STORED DATA:
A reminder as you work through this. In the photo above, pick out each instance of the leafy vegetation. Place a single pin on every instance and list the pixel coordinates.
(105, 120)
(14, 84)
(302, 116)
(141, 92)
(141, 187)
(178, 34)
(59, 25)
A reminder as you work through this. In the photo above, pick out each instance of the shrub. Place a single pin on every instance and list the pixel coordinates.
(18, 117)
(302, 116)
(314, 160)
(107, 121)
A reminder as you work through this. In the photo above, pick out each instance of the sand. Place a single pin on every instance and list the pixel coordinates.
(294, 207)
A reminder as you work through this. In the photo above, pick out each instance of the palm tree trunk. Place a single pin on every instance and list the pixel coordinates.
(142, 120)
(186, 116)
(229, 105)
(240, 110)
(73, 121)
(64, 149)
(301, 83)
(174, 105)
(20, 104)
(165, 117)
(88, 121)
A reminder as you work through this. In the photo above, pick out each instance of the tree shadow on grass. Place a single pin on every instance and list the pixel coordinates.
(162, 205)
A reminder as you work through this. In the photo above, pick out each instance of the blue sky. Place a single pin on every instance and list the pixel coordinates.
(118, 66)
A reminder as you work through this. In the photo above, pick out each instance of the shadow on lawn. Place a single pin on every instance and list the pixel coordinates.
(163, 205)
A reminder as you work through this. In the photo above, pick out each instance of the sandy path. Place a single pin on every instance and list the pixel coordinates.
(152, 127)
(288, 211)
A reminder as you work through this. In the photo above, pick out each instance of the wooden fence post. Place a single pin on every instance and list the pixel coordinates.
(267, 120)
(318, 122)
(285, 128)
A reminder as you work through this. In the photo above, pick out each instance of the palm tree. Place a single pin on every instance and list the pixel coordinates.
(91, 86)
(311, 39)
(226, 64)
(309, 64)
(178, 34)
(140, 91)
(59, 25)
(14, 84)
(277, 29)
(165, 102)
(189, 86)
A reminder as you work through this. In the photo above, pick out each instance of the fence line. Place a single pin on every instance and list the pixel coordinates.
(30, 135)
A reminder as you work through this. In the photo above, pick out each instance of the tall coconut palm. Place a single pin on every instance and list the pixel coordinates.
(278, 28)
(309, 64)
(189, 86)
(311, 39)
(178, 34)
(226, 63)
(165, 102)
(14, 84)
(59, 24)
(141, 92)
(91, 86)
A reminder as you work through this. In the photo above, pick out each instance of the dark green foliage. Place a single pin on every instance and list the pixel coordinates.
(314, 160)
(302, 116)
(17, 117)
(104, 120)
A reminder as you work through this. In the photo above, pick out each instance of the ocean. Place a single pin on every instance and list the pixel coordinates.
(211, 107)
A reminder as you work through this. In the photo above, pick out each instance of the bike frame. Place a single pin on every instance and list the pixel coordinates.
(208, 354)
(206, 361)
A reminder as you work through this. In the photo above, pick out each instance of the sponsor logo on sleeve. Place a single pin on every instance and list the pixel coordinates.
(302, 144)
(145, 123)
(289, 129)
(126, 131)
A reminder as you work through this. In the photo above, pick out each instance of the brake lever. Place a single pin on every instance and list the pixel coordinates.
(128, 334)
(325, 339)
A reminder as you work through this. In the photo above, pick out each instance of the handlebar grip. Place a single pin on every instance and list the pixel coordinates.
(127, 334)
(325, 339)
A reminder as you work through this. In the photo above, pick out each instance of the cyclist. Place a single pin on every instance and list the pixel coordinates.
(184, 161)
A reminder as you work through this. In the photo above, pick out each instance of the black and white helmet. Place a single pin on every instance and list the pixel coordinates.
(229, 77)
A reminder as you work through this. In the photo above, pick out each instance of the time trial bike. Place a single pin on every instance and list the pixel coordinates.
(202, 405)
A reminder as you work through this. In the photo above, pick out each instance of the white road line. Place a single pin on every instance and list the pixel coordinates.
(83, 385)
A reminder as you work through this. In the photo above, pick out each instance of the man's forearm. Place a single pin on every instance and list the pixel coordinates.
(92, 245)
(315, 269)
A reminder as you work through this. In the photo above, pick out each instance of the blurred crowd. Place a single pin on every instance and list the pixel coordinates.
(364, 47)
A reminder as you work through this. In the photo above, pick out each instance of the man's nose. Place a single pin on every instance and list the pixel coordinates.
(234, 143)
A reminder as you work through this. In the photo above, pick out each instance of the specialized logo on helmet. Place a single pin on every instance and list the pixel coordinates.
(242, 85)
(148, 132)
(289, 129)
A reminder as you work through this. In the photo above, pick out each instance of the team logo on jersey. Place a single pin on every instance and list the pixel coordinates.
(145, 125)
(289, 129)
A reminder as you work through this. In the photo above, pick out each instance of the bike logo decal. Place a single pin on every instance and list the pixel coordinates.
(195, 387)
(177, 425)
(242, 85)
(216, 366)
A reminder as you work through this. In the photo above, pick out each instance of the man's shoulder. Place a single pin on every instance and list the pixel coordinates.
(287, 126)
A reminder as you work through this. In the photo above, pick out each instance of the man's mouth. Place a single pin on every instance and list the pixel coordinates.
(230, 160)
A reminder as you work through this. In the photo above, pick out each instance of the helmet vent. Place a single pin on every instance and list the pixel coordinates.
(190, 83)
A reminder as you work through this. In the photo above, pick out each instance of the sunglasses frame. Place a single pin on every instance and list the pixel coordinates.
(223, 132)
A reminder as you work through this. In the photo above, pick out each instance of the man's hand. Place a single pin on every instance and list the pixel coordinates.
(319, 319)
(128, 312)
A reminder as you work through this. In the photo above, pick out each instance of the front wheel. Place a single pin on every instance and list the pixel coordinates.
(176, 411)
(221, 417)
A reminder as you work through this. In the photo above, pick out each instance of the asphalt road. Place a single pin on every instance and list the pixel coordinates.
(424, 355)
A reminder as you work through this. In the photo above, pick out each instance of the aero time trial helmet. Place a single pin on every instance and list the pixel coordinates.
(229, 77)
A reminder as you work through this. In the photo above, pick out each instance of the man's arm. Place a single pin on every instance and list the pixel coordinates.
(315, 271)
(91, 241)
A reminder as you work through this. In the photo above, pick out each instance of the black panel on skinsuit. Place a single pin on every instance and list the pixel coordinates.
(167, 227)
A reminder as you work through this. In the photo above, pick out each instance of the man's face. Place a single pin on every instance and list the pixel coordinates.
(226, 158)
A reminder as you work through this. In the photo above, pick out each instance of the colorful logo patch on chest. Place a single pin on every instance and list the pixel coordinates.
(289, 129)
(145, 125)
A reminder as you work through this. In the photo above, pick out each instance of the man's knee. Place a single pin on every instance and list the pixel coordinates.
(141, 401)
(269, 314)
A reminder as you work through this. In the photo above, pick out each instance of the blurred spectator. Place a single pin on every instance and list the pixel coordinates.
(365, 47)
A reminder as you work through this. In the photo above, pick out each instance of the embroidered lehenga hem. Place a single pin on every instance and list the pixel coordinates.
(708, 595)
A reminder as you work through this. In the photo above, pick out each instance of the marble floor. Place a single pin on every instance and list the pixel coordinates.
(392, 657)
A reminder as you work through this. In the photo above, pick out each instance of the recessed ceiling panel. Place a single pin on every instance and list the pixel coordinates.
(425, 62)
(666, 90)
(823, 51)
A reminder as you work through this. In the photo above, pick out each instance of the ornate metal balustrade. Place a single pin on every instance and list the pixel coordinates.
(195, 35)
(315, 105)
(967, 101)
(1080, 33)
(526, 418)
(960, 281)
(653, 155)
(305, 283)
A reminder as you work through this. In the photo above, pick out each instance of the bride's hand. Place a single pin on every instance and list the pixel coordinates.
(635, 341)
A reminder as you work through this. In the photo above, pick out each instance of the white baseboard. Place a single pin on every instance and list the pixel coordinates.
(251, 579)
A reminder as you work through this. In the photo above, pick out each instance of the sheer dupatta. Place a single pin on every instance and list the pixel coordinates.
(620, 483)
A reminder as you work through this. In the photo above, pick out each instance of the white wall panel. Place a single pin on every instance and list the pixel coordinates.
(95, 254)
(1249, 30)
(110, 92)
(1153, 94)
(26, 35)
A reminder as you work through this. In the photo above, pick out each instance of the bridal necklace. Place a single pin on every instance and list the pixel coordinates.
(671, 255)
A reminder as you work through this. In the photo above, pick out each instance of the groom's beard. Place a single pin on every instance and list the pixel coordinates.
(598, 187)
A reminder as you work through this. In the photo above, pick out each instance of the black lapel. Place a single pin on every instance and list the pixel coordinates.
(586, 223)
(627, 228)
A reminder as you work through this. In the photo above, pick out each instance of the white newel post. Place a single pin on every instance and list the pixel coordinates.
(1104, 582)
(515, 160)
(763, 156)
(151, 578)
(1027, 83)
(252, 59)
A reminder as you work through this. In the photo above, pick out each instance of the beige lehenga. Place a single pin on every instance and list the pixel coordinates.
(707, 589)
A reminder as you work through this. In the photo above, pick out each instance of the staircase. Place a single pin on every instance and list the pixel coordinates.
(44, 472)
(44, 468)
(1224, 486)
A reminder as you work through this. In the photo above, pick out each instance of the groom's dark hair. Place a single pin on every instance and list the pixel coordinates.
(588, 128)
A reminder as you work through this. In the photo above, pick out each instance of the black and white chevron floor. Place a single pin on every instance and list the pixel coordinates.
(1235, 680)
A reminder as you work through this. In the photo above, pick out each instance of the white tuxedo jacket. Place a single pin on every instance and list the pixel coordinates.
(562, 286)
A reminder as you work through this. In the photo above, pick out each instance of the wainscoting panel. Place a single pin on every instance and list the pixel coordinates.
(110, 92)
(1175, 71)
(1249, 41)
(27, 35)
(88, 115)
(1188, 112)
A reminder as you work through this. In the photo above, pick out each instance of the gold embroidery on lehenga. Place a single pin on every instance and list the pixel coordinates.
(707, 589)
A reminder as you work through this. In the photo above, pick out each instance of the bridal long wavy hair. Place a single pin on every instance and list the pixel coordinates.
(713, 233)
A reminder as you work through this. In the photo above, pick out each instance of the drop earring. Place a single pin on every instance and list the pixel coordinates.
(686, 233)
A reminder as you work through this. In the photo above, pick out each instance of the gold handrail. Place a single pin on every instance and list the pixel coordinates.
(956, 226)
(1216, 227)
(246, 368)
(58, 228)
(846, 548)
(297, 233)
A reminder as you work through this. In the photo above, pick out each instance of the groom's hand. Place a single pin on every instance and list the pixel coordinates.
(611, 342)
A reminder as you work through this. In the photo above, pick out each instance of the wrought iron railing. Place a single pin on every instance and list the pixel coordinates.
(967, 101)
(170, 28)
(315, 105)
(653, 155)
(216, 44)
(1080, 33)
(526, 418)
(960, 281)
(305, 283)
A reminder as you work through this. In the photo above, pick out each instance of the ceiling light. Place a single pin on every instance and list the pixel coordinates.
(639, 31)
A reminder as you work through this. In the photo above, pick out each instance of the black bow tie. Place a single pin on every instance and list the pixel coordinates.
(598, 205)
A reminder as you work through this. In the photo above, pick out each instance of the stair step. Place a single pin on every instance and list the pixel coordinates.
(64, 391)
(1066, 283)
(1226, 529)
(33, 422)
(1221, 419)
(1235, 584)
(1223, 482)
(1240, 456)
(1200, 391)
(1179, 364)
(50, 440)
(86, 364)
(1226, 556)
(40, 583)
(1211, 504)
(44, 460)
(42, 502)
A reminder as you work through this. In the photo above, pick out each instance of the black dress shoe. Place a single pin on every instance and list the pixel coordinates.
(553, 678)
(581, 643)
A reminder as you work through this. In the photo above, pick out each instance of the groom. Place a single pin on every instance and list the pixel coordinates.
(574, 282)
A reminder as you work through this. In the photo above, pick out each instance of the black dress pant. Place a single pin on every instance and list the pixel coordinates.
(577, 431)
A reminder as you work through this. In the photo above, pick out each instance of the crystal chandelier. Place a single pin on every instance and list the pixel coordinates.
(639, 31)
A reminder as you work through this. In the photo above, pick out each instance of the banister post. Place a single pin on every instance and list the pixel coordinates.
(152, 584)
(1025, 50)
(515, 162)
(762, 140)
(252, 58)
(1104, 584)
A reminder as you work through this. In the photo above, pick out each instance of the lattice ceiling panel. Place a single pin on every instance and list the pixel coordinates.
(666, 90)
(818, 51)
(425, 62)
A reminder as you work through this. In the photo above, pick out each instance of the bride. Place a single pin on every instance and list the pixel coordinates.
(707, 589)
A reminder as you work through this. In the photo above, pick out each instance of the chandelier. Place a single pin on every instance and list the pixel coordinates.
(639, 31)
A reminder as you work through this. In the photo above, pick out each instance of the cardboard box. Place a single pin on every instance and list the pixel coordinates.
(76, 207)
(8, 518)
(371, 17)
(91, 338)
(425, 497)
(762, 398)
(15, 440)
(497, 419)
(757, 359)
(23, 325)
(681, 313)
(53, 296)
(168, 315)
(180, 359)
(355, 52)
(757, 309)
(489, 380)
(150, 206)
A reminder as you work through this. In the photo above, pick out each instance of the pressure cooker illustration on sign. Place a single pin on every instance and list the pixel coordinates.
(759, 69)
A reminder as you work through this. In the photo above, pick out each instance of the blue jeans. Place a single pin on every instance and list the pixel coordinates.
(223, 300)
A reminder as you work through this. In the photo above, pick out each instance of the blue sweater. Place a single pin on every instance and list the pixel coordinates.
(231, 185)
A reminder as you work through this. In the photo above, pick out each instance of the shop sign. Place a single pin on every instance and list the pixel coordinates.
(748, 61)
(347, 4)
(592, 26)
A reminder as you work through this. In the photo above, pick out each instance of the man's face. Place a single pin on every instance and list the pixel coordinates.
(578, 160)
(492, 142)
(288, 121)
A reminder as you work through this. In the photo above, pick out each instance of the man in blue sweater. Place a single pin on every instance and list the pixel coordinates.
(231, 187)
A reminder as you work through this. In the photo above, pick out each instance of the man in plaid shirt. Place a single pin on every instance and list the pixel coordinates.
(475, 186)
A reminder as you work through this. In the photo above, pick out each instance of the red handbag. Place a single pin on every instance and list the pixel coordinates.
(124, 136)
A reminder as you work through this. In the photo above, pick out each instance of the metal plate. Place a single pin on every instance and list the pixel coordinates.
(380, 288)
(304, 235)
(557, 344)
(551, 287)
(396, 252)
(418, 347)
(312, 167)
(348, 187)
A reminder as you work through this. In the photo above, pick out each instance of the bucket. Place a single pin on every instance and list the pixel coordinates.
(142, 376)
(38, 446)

WORK TO BE COMPLETED: Take the line holding "of the metal" and the lines after it through the end of the entries. Retype them exactly and add nothing.

TASK OUTPUT:
A reminder as you work through this. In the photo above, pick out each instance of the metal plate. Place a single pin on every instance and list the pixel coordinates.
(380, 288)
(304, 235)
(557, 344)
(551, 287)
(396, 252)
(418, 347)
(312, 167)
(348, 187)
A reminder as you work through this. In the photo above, pick out each instance of the bucket. Place a single pin on every instance and list the pixel coordinates.
(142, 376)
(38, 446)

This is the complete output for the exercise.